═════ DATA RECORDS
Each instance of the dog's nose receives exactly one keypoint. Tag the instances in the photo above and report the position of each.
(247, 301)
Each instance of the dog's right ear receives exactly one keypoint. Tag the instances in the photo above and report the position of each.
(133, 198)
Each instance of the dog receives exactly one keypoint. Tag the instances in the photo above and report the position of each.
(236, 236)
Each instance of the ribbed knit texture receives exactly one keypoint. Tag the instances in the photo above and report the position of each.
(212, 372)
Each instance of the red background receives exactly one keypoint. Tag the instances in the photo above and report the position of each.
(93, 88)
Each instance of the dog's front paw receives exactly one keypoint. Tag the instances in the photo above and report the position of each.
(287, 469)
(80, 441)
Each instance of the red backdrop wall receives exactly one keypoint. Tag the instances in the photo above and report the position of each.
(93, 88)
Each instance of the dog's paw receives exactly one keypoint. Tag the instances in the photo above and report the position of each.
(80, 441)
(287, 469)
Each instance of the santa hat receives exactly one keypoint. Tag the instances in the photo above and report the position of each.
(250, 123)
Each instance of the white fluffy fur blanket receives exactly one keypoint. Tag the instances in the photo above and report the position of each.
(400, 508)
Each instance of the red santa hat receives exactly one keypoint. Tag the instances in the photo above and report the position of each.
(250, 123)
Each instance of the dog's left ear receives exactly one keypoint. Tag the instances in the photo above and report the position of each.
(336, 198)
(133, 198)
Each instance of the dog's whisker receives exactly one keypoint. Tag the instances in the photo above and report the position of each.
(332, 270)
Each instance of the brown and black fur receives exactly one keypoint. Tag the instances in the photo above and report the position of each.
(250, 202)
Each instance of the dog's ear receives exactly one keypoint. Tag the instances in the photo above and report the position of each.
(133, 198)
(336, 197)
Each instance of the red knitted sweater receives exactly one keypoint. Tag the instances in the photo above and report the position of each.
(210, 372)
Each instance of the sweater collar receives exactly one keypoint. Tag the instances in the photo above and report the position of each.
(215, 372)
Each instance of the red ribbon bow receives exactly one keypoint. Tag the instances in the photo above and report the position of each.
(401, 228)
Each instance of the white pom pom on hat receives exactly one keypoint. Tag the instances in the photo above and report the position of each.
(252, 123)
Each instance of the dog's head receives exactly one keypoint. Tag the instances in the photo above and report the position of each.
══════════
> **YOUR OBJECTIVE**
Repeat the records above exactly, leaving none out.

> **WRITTEN SOLUTION**
Each instance of the dog's nose receives exactly one keypoint. Tag the instances in the photo above and report the position of each.
(247, 301)
Each instance of the dog's right ear receives exactly one keypoint. Tag the instances in the photo above and report the position of each.
(133, 198)
Each instance of the dog receives exactly one keypoint. Tag the instances in the photo above and report the position of each.
(236, 236)
Each instance of the ribbed knit texture receives exactly one keypoint. Tag the instances in the photo above and report the position of each.
(212, 372)
Each instance of the red background receives exactly one keypoint. Tag the instances in the photo above and report the position of each.
(93, 88)
Each instance of the dog's front paw receives exactly one keypoint. Tag the instances in the photo above and report the position of each.
(287, 469)
(80, 441)
Each instance of the red backdrop wall receives exactly one keypoint. Tag the instances in the photo above and report the position of each.
(93, 88)
Each instance of the dog's paw receives exactly one keypoint. Tag the instances in the photo above and report the position of each.
(80, 441)
(287, 469)
Each instance of the santa hat receives exactly one keypoint. Tag the instances in the photo above and report the position of each.
(250, 123)
Each instance of the white fluffy fur blanket receives exactly one keypoint. Tag the instances in the photo above and report the position of each.
(400, 508)
Each instance of the red santa hat receives exactly one keypoint. Tag the instances in the photo above and report the position of each.
(250, 123)
Each instance of the dog's left ear receives exactly one keypoint. Tag the instances in the photo above and report the position of each.
(336, 198)
(133, 198)
Each instance of the dog's whisker receives exactly one keypoint. Tag the instances in the photo above and report the position of each.
(332, 270)
Each instance of the brown and black fur receives exactly one keypoint. Tag the instances in the photo above and report the position of each.
(250, 202)
Each instance of the dog's ear receives exactly one keypoint. Tag the instances in the photo above and report the position of each.
(133, 198)
(336, 197)
Each instance of the red knitted sweater receives exactly one keypoint. Tag the instances in the photo above and report the position of each.
(210, 372)
Each instance of the sweater collar receives exactly one keypoint. Tag the instances in the photo above and report the position of each.
(215, 372)
Each instance of the red ribbon bow receives exactly one keypoint. Tag the instances in the photo above and report the position of each.
(401, 228)
Each instance of the white pom pom on hat receives exactly one keypoint. Tag the instances in the photo above and report the position of each.
(252, 123)
Each instance of the dog's head receives exactly one keypoint. Tag the instances in the photo above and report the position of each.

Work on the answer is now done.